:: Text shown

Prioritizing looking rich over actually being rich, which is comical to us, because that's just never been us. And even when we're talking about rich, the first thing I said was, we gotta make sure rich is not just meaning financial, because that feels really off brand to us. I mean, let's be honest, guys. It's a little clickbaity. But once we get in here, like, rich is so much more, you know, just rich in life, rich in everything. Not just financial relationships. Relationships, yeah. I mean, just name it. But there is. We are in a culture, and mostly with social media. And I'm not gonna belabor this point, but I personally know people that make themselves out to look so rich, and I can't even. I've showed you some of it before. Like, I can't even watch the content. Cause I know these people in real life, and I know what they actually make or what their real life actually looks like, and it is nothing. I don't even know. And it's not just social media. Like, whether you're just putting up a front or facade when you're talking to somebody. I don't even know how people can actually do that.
[00:28:05] Speaker A: Imagine if you took that kind of effort and deployed it to something, actually getting rich.
[00:28:11] Speaker B: If you care about getting rich that much.
[00:28:13] Speaker A: Yeah.
[00:28:13] Speaker B: Yeah.
[00:28:13] Speaker A: If you took that kind of effort and deployed it over there, you would be.
[00:28:17] Speaker B: Well, that's what we're talking about, prioritization, right?
[00:28:19] Speaker A: Yeah, absolutely.
[00:28:20] Speaker B: So just an observation. All right, how about moving on to number three? Habit number three.
[00:28:24] Speaker A: Yeah. All about it. Oh, God. All about it.
[00:28:27] Speaker B: Okay.
[00:28:27] Speaker A: So, incredibly sexy job.
[00:28:29] Speaker B: So there again. And I think this is a bit of a cultural thing, but maybe it's always been this way.
I do think there's a tendency, especially younger generations, that are just getting into the workforce to want to look for the sexiest job they can find in this day and age. It's. You know, I'll talk to my vice president, Jorby, who has young kids in elementary school, middle school, and he says he goes to these schools when they're talking about, what do you want to be when you grow up? And all of them say, social media influencer. That's what you get. You're not getting doctor and lawyer anymore. You're getting social media influencer, which is mind blowing. But it's that attraction towards the sexy job, regardless of what it is, how much you make, the value it brings to the world, the value, the fulfillment it brings to you.
So I truly believe so many more people will be so fulfilled by unsexy jobs, and that could look like a boring. What is looked at as boring or unsexy or blue collar? A lot of that times, that's a blue collar job. And I've been listening. Cody Sanchez is the queen of buying and selling laundromats and all kinds. And I listened to a guy the other day, again, can't remember his name, but he has made a living off of buying laundromats, coin machines, vending machines, just. Just really interesting.

::::
:: Material shown

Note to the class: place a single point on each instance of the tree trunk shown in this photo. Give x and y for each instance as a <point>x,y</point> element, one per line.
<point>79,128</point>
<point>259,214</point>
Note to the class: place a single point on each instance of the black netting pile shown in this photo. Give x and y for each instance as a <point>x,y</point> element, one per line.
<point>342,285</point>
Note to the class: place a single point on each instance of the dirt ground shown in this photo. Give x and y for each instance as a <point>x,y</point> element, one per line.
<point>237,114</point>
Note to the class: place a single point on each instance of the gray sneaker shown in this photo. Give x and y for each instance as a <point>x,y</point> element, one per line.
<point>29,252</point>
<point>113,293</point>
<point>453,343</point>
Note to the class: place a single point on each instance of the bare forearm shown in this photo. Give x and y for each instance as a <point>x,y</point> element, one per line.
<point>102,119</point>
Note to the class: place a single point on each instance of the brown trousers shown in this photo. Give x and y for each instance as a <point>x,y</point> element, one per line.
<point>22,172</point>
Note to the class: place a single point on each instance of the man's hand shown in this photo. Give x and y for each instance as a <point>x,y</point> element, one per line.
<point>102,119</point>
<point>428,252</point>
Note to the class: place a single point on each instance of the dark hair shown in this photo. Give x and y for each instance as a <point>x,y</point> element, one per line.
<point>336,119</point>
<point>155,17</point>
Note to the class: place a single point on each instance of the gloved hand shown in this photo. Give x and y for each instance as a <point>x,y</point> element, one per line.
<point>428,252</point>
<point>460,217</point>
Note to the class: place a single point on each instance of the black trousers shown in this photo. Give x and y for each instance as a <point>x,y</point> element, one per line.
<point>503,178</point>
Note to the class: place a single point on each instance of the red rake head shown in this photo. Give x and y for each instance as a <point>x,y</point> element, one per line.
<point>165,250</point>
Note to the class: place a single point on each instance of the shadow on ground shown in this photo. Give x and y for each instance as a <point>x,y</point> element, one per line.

::::

**Tasks for this exercise:**
[1] Decide whether each statement agrees with the conversation about getting rich, and back each yes or no with the deciding words from it, quoted exactly. (a) The vice president who is mentioned is named Jorby. (b) Schoolchildren asked what they want to be now mostly answer doctor or lawyer. (c) Cody Sanchez is called the queen of buying and selling laundromats.
[2] Pick up the conversation about getting rich after its last sentence and carry it forward.
The listing has nothing to do with the conversation about getting rich.

**The results:**
[1]
(a) Yes: "my vice president, Jorby"
(b) No: "You're not getting doctor and lawyer anymore. You're getting social media influencer"
(c) Yes: "Cody Sanchez is the queen of buying and selling laundromats"

[2]
[00:29:57] Speaker A: My dream is to own a driving range. I mean, I would love to own a driving range.
[00:30:01] Speaker B: Well, I think people might even consider that sexy. I don't know.
[00:30:04] Speaker A: Oh, if that's, then that's completely come full circle. Yeah.
[00:30:08] Speaker B: But I don't. But, you know, we're in manufacturing and construction.
[00:30:11] Speaker A: I sell cardboard boxes and bags of air, for Christ's sake.
[00:30:14] Speaker B: I sell lumber. I sell two by fours. Right. Not sexy, but fulfilling. Wow. And, yeah, profitable. Like, very much so.
[00:30:24] Speaker A: Two comments. So the influencer thing is frustrating to me, but at least I understand it. And I'm gonna pitch this in the reverse way in that.
And you said not even doctors and lawyers, right? And the first thing I thought was, and definitely not someone making something. And that demonstration piece is so critical. You know, we spent a lot of time around.
[00:30:46] Speaker B: I was gonna say doctor and lawyer because that was. What was the sexy. I was comparing it to, like, what the sexy job used to be.
[00:30:53] Speaker A: Absolutely. And my point of that, too, is just the demonstration of it, right? You are around doctors, not lawyers as a kid, right? You go to the doctor, you go to this, you go to that. So at least you see, or you are interacting with people that are demonstrating this and that. I believe that has just shifted to what the kids now are associating with. And it's influencers, right? They're forever on their devices.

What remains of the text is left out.